BEGIN Source information

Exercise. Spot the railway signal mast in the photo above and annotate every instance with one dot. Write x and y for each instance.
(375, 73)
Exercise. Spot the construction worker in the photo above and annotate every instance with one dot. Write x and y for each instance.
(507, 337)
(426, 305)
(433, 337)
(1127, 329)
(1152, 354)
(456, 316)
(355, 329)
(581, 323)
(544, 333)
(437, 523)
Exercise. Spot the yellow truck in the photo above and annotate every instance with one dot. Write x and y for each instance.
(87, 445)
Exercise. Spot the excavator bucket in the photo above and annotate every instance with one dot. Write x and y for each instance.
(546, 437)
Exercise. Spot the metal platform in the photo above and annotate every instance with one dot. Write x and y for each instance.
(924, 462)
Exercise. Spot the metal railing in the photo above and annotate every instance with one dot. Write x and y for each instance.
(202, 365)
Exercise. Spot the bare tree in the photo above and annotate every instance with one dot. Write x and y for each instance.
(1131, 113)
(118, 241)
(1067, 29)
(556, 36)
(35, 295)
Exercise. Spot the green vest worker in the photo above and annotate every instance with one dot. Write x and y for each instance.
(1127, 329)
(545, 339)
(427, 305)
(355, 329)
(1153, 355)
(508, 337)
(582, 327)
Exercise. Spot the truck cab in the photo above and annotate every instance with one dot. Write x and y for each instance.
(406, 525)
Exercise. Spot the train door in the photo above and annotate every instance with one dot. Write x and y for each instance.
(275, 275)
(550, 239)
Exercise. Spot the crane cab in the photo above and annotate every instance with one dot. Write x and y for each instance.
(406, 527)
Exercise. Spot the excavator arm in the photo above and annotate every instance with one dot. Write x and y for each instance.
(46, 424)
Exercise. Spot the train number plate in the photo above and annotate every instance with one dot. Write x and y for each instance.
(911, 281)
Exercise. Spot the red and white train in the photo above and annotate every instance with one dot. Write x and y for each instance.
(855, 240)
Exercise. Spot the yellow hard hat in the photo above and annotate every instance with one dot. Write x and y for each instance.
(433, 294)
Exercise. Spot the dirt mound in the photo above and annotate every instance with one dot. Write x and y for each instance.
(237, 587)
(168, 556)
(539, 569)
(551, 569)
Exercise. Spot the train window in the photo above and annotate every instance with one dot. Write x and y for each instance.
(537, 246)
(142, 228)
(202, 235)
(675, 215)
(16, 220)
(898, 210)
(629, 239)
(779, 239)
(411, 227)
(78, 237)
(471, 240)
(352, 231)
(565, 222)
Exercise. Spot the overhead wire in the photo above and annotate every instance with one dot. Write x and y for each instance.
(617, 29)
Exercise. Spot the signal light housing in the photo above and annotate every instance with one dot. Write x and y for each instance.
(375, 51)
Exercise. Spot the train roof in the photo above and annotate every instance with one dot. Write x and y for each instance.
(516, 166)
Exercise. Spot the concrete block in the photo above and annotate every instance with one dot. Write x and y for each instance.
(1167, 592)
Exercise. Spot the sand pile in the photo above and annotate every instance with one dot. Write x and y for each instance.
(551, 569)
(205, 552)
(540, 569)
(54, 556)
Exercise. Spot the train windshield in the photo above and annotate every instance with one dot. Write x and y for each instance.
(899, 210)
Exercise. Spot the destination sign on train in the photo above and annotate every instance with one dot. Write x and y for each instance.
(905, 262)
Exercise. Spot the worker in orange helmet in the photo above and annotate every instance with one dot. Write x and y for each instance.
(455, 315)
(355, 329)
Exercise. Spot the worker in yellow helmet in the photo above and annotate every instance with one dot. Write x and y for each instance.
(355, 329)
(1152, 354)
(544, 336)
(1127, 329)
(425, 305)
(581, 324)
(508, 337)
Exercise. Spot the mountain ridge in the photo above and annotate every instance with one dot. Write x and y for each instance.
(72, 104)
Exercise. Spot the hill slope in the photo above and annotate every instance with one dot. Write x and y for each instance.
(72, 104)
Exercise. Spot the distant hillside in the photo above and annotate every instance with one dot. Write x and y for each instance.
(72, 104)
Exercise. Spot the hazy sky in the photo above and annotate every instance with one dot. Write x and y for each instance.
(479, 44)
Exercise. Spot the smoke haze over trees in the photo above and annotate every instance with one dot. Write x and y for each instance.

END Source information

* _Assignment_
Write out every entry again, exactly as it appears.

* _Task result_
Exercise. Spot the railway signal mast in the photo above and annotate every instance with one dot. Write x and y for each instance.
(375, 73)
Exercise. Spot the construction worker in the photo above and annotate every instance with one dot. Write x and y for each instance.
(507, 337)
(426, 305)
(433, 337)
(1127, 329)
(1152, 354)
(456, 316)
(355, 329)
(581, 323)
(544, 333)
(437, 523)
Exercise. Spot the yellow truck in the photo above and annotate every instance with one dot. Write x and y for each instance.
(87, 445)
Exercise. Spot the excavator bucket in the photo above and annotate every instance with one dot. Write x and y for each instance.
(546, 437)
Exercise. Spot the metal platform in the photo above and annotate every instance with one dot. Write x and y for each instance.
(924, 462)
Exercise. Spot the metal railing in the photo above and annotate every instance with one dot. Write x and y for each instance.
(202, 365)
Exercise. Spot the bare tree in the photo above and annotate every instance with one dot. Write x and y for each instance.
(1131, 113)
(118, 241)
(1067, 29)
(556, 36)
(35, 295)
Exercise. Spot the green vest worker in the photo above and annotate every instance with one dot. Write x and y for each instance.
(1127, 329)
(545, 339)
(427, 305)
(355, 329)
(1153, 355)
(508, 337)
(582, 327)
Exercise. Spot the truck cab in the photo above and annotate every instance with one dot. Write x and y for each instance.
(406, 525)
Exercise. Spot the train door in the photo above and annotate every instance with one dot. Write x and y for each instance.
(275, 275)
(550, 239)
Exercise. Spot the crane cab in the photo above and annotate every instance with one dot. Write x and y for each instance.
(406, 527)
Exercise. Spot the excavator arm in the photo above and annotate every instance with one dot. Write x and y for each instance.
(46, 424)
Exercise. Spot the train number plate in the photo above and annotate every instance with one dot. Write x and y for each instance.
(911, 281)
Exercise. Spot the red and white train in the photo above and annotate every instance with one dot. Write x and y for each instance.
(855, 240)
Exercise. Spot the yellow hard hat in the photo above and annotate every instance with one dot. Write x and y for each instance.
(433, 294)
Exercise. Spot the dirt mound in the photo above and annotate every instance with one dot. Write x and y for each instance.
(237, 587)
(168, 556)
(539, 569)
(551, 569)
Exercise. Spot the train window in the photo above and annotate every instance with one dot. Write x and y for each instance.
(537, 246)
(142, 228)
(202, 235)
(675, 215)
(16, 220)
(898, 210)
(629, 239)
(779, 239)
(411, 227)
(78, 237)
(471, 240)
(352, 231)
(565, 222)
Exercise. Spot the overhead wire in the photo above and annotate every instance with one dot. Write x and y for each instance.
(617, 29)
Exercise. Spot the signal light housing in the photo above and annotate every instance with one dot. Write x and y for each instance.
(375, 51)
Exercise. Spot the train roof in the photo above and annotate every instance with one dot. Write x and y for each instance.
(516, 166)
Exercise. Spot the concrete block in the photo above and annotate every instance with one dot. Write x and y for each instance.
(1167, 592)
Exercise. Spot the sand pile in the photo above and annotate every instance with one dot. Write x and y for each instance.
(551, 569)
(205, 552)
(540, 569)
(54, 556)
Exercise. Spot the train windshield in the photo above and annotate every instance with one dot. Write x and y for each instance.
(899, 210)
Exercise. Spot the destination sign on train in the photo above and annotate every instance with one dot. Write x and y for each instance.
(905, 262)
Exercise. Spot the worker in orange helmet in the photo above and annotate every instance with one dot. Write x and y for each instance.
(455, 315)
(355, 329)
Exercise. Spot the worker in yellow helmet in the photo above and annotate every instance with one dot. Write x and y for each instance.
(355, 329)
(1152, 354)
(544, 336)
(1127, 329)
(425, 305)
(581, 324)
(508, 337)
Exercise. Spot the mountain ridge in the photo above and annotate every instance with one dot. Write x and y for each instance.
(72, 104)
Exercise. Spot the hill slope in the photo above and annotate every instance with one dot. Write x and y for each instance.
(72, 104)
Exercise. Spot the distant hillside in the photo above and annotate every instance with one dot. Write x and y for each instance.
(72, 104)
Exercise. Spot the hazy sky in the photo above and annotate every instance with one dot. Write x and y for each instance.
(479, 44)
Exercise. Spot the smoke haze over trees in the photo above and annotate every instance with one dot. Write x and y for each instance.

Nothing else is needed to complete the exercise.